▶ _TASKS TO PERFORM_:
(1) In the article on real property for divorcing couples, what happens to a property held as Tenants by the Entirety when one spouse dies?
(2) Carry on the article on real property for divorcing couples, starting after its last sentence.

▶ _PAGE TEXT_:
┌────────

What Divorcing Couples Need to Know About Real Property
July 8, 2020 Rachel Alexander, Esq.
Outstretched hand with home hovering above with a blue sky in the background

{5 minutes to read}  Whether married or divorcing in New York or New Jersey, couples are well advised to familiarize themselves with a few fundamentals of real property. Real property, also called real estate, particularly pertaining to spouses, includes co-owned properties such as the marital home, vacation homes, and investment/rental properties. This article concerns itself with introducing some basic real property terminology which couples may encounter during divorce.

There are three types of joint ownership that married people need to know about:

Tenants by the Entirety: The Norm for Married Folks in New York and New Jersey

When a married couple purchases property together they are likely going to own the property as Tenants by the Entirety. They will own it as an indivisible whole. That means that neither owner can sell, gift, transfer or bequeath his or her portion of the house to a third party; neither the whole nor any portion of the property can be transferred without the consent of both parties.

Tenants by the Entirety automatically includes the right of survivorship. That is, should either the husband or wife die, the surviving spouse automatically, by operation of law, becomes the sole owner of the property.

Joint Tenancy

A third type of ownership of real property is called Joint Tenancy. Like Tenants by the Entirety, Joint Tenants cannot solely transfer an ownership interest in the property. The property can only be sold by mutual consent. However, unlike Tenants by the Entirety, a joint tenant is free to break the joint tenancy at any time.

└────────

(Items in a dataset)
┌────────

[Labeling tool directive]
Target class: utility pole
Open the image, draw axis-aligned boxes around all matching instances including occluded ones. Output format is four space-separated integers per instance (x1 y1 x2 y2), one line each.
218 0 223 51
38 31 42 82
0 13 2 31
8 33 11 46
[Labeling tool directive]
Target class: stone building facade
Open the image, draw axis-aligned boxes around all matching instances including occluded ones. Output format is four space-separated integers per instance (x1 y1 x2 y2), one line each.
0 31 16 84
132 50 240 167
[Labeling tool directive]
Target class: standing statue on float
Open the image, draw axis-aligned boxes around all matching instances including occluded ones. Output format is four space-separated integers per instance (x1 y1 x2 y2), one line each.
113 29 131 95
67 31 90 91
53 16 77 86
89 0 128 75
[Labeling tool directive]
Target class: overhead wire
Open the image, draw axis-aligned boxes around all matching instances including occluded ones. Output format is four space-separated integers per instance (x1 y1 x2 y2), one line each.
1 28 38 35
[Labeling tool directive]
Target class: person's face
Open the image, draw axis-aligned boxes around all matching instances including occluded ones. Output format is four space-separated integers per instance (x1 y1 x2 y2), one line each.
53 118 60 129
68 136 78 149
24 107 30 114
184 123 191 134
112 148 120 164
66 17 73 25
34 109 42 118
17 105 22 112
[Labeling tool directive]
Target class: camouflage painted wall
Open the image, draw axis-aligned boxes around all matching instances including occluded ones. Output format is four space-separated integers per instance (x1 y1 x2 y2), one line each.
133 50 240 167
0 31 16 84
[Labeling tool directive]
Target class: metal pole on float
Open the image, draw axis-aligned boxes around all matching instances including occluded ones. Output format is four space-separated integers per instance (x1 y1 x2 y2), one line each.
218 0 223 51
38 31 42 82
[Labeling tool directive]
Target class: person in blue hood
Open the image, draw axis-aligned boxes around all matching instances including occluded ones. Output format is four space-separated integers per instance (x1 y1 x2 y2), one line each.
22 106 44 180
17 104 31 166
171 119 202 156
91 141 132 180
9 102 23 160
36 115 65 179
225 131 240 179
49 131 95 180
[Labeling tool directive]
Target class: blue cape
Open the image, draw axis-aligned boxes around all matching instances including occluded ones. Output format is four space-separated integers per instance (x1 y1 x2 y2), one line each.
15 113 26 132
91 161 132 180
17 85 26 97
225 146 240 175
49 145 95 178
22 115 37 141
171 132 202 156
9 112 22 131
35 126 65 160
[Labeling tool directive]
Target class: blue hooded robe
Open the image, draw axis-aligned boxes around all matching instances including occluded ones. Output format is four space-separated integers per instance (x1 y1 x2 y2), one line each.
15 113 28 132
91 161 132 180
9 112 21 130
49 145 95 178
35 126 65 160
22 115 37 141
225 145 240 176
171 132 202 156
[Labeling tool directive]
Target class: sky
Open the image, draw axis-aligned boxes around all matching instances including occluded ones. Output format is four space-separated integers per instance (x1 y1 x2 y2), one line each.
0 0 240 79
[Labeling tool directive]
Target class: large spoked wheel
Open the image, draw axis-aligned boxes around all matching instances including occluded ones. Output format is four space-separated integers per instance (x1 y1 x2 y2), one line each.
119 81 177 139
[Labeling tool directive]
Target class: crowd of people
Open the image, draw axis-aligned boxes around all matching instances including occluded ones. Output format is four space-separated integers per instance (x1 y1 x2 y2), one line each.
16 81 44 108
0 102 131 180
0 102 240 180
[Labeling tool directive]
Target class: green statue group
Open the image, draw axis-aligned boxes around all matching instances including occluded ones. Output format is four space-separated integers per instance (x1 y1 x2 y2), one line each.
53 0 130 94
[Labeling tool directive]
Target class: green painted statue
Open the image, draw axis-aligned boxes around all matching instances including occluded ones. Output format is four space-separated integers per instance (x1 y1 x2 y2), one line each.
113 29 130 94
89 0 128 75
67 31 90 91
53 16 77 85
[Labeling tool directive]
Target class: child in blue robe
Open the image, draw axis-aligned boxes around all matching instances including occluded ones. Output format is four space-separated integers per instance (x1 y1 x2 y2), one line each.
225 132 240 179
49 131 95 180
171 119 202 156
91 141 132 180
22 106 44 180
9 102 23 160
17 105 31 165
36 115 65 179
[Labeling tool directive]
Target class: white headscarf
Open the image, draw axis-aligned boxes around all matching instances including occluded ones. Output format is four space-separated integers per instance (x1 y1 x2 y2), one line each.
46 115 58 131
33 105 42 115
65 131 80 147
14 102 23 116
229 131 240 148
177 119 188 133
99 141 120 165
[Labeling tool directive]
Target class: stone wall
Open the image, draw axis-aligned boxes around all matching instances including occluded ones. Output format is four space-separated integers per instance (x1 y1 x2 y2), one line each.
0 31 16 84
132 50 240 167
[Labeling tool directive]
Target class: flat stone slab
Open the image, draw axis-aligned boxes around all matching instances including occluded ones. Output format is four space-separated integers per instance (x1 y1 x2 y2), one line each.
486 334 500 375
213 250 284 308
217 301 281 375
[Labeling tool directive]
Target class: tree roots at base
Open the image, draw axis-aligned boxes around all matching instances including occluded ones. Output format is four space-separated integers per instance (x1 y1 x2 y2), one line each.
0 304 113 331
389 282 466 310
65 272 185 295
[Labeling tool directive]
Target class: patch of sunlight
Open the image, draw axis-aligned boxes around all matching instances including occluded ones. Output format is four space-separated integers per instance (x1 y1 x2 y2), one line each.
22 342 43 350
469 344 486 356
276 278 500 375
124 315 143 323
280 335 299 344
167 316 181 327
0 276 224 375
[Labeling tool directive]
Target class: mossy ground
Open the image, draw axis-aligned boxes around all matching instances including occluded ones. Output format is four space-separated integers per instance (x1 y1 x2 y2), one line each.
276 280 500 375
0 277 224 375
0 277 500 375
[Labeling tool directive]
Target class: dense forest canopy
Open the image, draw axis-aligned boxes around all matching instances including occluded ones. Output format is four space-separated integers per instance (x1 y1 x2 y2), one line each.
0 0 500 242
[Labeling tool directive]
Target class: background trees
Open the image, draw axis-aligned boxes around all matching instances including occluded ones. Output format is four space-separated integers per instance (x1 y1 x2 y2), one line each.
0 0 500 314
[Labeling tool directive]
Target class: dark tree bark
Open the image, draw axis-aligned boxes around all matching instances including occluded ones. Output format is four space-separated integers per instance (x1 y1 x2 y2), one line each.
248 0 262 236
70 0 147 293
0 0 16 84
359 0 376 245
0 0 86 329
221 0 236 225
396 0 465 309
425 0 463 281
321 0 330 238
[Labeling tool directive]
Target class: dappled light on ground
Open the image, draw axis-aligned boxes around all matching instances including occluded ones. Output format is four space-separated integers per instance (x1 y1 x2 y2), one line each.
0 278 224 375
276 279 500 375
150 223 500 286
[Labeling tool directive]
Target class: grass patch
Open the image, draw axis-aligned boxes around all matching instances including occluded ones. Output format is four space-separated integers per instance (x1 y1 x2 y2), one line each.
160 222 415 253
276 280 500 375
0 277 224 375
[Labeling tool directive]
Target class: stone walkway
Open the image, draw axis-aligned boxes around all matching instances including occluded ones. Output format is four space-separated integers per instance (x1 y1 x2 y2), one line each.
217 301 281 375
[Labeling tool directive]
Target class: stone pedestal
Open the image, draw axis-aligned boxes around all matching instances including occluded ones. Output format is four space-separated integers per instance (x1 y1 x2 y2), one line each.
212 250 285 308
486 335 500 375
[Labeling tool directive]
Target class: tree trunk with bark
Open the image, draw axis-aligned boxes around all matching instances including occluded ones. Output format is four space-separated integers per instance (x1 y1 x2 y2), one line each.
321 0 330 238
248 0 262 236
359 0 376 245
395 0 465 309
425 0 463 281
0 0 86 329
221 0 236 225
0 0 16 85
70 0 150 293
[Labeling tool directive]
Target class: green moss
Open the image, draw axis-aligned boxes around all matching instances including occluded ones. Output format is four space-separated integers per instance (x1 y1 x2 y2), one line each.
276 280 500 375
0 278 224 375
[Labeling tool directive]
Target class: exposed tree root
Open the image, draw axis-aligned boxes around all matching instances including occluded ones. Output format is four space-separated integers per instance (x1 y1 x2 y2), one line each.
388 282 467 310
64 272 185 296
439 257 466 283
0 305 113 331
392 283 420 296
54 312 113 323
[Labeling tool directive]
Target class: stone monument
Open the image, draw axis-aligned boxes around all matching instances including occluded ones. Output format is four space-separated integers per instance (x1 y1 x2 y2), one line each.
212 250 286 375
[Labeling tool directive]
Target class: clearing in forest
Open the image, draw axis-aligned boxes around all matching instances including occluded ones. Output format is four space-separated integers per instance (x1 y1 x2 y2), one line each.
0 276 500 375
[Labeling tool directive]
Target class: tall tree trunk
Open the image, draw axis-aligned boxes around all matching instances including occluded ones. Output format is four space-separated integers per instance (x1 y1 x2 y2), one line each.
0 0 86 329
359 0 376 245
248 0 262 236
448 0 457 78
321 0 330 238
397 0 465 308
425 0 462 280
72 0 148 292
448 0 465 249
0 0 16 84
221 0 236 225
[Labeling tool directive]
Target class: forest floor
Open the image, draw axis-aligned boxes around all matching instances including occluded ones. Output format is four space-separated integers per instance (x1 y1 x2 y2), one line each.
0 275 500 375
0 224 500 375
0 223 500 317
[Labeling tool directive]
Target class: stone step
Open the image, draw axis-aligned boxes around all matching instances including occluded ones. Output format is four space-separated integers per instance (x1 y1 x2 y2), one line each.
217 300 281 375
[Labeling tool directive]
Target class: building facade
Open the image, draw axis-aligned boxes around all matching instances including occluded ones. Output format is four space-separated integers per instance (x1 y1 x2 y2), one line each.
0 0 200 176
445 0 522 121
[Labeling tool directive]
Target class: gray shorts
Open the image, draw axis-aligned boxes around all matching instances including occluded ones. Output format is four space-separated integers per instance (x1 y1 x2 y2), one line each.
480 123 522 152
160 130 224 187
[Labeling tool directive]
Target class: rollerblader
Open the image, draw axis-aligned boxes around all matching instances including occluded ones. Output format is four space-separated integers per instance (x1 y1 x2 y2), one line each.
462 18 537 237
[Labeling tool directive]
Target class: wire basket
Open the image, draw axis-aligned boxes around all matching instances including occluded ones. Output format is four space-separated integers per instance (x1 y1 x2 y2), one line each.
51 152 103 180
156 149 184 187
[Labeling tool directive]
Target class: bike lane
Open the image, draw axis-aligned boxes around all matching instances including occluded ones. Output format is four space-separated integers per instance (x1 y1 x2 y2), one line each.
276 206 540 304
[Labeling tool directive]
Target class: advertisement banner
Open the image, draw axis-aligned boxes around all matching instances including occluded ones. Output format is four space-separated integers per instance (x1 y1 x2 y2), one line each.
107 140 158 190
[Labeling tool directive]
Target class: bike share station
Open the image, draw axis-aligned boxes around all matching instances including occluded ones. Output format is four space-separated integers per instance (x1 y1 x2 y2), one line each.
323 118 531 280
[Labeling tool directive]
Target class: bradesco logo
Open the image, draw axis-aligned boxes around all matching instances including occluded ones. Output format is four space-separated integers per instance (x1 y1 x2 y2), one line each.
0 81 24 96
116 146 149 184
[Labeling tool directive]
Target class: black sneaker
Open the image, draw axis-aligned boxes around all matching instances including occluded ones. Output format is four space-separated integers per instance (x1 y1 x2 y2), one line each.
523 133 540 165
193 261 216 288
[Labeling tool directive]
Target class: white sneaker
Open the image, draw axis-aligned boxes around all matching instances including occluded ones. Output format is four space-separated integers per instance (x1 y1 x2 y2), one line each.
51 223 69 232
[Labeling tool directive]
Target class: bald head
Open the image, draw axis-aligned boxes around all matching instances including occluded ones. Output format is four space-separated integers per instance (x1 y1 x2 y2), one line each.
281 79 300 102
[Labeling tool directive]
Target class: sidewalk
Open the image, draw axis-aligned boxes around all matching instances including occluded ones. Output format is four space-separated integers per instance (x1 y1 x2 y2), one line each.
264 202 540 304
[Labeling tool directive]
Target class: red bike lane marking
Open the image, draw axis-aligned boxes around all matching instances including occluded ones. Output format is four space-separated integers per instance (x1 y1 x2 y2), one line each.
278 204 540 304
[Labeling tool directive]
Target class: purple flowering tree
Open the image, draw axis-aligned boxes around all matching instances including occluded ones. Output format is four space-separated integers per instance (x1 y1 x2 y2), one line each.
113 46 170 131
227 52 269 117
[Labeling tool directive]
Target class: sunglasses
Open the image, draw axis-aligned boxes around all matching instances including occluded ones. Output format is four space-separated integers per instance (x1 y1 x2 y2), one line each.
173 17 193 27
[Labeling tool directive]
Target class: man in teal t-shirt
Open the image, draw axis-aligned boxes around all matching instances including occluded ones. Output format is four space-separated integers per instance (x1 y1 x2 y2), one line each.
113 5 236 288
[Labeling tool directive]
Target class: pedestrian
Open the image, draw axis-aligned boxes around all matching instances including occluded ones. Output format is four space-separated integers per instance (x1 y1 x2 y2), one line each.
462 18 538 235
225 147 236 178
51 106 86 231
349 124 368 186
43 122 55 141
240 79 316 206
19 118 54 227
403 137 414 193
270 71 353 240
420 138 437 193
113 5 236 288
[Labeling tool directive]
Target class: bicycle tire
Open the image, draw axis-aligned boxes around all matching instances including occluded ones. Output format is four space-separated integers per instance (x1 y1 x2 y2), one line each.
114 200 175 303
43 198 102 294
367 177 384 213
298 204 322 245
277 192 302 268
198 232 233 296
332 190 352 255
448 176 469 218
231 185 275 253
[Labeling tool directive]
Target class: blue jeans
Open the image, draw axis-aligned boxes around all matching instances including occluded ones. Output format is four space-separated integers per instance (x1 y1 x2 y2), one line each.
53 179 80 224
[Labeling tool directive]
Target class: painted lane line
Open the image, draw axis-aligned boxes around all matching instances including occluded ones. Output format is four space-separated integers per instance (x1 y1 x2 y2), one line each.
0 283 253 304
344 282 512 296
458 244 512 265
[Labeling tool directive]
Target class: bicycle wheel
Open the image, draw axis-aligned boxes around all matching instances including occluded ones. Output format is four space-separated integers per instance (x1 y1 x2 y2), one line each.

└────────

▶ _EXPECTED RESULTS_:
(1) The surviving spouse automatically becomes the sole owner of the property by operation of law.

(2)
Non-married people can be Joint Tenants With Right of Survivorship, which is similar to Tenants by the Entirety, for non-married people; upon the death of one owner, the property can pass by operation of law to the surviving owner.

With Joint Tenancy, a Right of Survivorship can be added if specifically designated on the deed. While married people generally own as Tenants by the Entirety, including an automatic right of survivorship, Joint Tenancy with Right of Survivorship has different protections and rights, particularly rights against creditors. For instance, excluding instances of fraud, when spouses own as Tenants By the Entirety, the property is customarily not subject to the debts of only one spouse, and is only subject to the joint debts of both spouses. One exception to this is tax debt.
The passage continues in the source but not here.